• WHAT TO WORK ON
In the records below, the line with "73L51 80L55 76L60" opens the range and the line with "positive clicks: (236, 272) (469, 281)" closes it; print that range exactly and nothing else.

──────── RECORDED INFORMATION ────────

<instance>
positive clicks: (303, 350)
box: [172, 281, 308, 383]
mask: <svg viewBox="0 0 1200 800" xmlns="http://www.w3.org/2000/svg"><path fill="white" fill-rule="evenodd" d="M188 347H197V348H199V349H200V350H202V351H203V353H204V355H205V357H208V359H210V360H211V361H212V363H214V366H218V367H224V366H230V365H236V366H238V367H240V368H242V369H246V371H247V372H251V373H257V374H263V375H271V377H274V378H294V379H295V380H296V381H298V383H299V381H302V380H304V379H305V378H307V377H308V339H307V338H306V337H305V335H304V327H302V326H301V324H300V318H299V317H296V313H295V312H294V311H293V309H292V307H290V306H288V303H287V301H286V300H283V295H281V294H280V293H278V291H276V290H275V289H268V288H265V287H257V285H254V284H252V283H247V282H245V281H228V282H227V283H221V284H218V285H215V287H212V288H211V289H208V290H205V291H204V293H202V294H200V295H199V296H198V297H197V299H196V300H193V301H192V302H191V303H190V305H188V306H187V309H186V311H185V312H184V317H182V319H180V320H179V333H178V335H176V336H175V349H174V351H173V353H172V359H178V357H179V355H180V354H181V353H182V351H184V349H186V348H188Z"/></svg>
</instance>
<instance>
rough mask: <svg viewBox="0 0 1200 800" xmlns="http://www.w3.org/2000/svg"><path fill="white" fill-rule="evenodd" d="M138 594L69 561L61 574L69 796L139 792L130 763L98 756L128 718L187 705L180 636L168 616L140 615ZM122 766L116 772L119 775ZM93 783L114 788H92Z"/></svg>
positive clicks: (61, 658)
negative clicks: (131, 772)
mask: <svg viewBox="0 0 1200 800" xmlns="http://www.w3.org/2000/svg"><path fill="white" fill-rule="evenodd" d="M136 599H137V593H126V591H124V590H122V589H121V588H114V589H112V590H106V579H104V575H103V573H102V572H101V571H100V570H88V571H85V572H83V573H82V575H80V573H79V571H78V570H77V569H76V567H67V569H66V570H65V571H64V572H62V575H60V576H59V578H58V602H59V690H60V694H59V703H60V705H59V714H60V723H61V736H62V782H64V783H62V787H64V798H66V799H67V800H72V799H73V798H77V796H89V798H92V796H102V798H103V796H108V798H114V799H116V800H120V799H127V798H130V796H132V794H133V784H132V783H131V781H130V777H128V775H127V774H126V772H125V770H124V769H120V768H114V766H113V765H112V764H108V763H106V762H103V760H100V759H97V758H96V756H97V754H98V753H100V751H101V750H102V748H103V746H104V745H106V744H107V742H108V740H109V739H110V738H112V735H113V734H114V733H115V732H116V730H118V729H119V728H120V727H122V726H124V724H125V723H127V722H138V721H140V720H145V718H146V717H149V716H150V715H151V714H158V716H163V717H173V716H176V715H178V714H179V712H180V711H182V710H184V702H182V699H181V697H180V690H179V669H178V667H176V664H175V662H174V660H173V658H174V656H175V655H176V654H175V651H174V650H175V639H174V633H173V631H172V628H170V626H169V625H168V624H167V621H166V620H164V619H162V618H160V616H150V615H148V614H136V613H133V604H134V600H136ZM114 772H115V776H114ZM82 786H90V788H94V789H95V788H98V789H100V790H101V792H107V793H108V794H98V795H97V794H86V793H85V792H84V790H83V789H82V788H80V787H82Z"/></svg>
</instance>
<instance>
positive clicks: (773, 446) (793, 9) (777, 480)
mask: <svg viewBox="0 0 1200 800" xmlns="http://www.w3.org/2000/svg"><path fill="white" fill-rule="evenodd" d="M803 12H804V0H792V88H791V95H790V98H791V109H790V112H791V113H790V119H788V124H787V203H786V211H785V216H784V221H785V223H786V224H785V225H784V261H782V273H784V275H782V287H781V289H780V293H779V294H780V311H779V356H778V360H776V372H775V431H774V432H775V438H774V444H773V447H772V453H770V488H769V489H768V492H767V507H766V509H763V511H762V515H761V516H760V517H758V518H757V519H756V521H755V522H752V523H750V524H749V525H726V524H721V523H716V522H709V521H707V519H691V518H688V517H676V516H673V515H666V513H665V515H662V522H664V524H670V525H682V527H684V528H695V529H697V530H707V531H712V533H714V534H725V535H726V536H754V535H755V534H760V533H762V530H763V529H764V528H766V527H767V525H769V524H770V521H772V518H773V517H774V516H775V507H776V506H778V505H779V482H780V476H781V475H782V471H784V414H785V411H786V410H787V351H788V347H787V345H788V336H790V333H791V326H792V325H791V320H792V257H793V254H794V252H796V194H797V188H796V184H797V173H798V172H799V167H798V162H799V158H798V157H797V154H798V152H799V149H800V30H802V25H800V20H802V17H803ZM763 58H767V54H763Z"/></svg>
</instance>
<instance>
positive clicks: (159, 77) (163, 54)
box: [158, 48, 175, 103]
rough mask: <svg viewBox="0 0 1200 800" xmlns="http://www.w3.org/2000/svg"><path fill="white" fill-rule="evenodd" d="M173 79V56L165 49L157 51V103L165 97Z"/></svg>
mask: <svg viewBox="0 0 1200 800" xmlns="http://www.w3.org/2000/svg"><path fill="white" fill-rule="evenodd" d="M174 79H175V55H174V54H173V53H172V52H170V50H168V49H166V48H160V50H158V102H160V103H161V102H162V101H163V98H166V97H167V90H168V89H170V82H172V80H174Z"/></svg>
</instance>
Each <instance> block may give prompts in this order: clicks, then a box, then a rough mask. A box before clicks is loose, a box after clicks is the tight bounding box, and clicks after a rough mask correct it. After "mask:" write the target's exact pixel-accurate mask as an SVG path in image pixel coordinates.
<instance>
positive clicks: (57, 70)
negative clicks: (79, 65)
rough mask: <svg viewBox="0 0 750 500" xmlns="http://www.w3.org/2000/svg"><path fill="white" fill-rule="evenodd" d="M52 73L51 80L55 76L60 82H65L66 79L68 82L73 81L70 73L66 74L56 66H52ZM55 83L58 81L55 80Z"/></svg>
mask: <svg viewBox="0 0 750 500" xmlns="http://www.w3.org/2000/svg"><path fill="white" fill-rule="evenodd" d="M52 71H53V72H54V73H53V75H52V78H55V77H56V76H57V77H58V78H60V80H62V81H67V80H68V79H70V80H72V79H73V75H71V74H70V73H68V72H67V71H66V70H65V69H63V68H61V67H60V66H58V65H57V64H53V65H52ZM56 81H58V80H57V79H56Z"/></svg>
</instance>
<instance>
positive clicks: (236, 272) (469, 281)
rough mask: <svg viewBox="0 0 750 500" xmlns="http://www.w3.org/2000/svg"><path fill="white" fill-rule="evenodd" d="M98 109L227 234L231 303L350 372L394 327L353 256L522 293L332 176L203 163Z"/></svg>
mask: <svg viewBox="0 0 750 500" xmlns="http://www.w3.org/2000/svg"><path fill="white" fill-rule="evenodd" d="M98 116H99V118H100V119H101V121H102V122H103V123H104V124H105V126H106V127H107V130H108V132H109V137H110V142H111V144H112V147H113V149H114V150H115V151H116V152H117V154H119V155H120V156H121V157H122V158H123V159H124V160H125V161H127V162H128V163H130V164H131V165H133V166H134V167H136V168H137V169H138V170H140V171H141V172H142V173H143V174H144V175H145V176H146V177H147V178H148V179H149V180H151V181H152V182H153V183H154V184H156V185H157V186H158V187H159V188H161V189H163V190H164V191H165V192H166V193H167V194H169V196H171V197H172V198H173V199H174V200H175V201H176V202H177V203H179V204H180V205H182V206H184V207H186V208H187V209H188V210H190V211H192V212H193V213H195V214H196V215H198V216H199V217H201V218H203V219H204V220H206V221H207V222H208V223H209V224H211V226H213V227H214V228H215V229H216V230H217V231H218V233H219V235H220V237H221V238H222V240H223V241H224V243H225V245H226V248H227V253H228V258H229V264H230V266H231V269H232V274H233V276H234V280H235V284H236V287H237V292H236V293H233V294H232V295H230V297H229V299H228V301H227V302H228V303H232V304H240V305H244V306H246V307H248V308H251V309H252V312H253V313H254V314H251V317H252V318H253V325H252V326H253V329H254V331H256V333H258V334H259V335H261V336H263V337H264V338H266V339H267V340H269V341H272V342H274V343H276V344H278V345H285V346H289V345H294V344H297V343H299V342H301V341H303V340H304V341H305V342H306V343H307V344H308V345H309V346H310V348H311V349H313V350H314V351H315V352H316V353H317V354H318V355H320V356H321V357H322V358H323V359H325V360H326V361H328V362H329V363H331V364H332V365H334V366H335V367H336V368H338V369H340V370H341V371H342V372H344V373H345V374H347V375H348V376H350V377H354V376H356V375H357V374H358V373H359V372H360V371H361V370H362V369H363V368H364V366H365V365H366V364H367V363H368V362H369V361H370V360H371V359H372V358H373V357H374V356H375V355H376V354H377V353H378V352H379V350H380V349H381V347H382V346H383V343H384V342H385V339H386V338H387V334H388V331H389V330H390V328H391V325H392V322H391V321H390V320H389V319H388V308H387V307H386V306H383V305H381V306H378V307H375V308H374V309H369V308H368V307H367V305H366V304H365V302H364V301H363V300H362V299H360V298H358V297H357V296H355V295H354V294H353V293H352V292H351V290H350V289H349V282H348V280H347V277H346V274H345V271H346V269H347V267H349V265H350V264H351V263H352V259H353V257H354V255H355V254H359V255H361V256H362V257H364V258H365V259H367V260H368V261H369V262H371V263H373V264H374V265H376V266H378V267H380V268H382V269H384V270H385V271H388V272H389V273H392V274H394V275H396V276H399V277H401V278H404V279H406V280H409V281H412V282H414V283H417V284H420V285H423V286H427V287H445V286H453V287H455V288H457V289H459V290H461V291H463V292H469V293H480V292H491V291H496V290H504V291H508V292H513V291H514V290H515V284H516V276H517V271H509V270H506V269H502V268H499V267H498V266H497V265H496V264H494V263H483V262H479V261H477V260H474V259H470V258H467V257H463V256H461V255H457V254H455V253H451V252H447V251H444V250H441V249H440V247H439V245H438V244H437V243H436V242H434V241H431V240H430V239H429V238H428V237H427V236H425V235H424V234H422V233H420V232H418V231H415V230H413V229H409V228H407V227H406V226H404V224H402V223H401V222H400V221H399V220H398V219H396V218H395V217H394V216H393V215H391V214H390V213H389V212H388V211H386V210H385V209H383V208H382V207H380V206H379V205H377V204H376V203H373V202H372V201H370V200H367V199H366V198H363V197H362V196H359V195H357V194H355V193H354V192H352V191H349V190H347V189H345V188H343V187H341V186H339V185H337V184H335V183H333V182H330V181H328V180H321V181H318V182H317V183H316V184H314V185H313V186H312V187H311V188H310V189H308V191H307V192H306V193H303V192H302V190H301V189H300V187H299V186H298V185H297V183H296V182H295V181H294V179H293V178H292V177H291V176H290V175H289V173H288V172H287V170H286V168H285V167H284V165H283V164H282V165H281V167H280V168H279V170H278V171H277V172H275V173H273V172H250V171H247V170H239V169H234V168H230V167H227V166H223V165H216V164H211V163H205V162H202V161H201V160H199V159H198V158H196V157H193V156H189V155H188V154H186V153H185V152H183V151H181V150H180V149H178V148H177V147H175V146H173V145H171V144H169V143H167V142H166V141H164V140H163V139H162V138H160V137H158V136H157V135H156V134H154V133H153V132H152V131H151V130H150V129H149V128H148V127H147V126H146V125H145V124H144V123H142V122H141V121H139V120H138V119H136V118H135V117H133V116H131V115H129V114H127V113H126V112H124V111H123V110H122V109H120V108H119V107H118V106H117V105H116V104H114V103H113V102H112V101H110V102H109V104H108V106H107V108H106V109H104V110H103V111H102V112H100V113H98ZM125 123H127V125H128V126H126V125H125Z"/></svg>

────────

• RESPONSE TO THIS EXERCISE
rough mask: <svg viewBox="0 0 750 500" xmlns="http://www.w3.org/2000/svg"><path fill="white" fill-rule="evenodd" d="M52 73L51 80L55 76L60 82H65L66 79L68 82L73 81L70 73L66 74L56 66H52ZM55 83L58 81L55 80Z"/></svg>
mask: <svg viewBox="0 0 750 500" xmlns="http://www.w3.org/2000/svg"><path fill="white" fill-rule="evenodd" d="M52 71H53V72H54V73H53V75H52V78H55V77H56V76H57V77H58V78H60V80H62V81H67V80H68V79H70V80H72V79H73V75H71V74H70V73H68V72H67V71H66V70H65V69H63V68H61V67H60V66H58V65H57V64H53V65H52ZM56 81H58V80H57V79H56Z"/></svg>
</instance>
<instance>
positive clicks: (236, 272) (469, 281)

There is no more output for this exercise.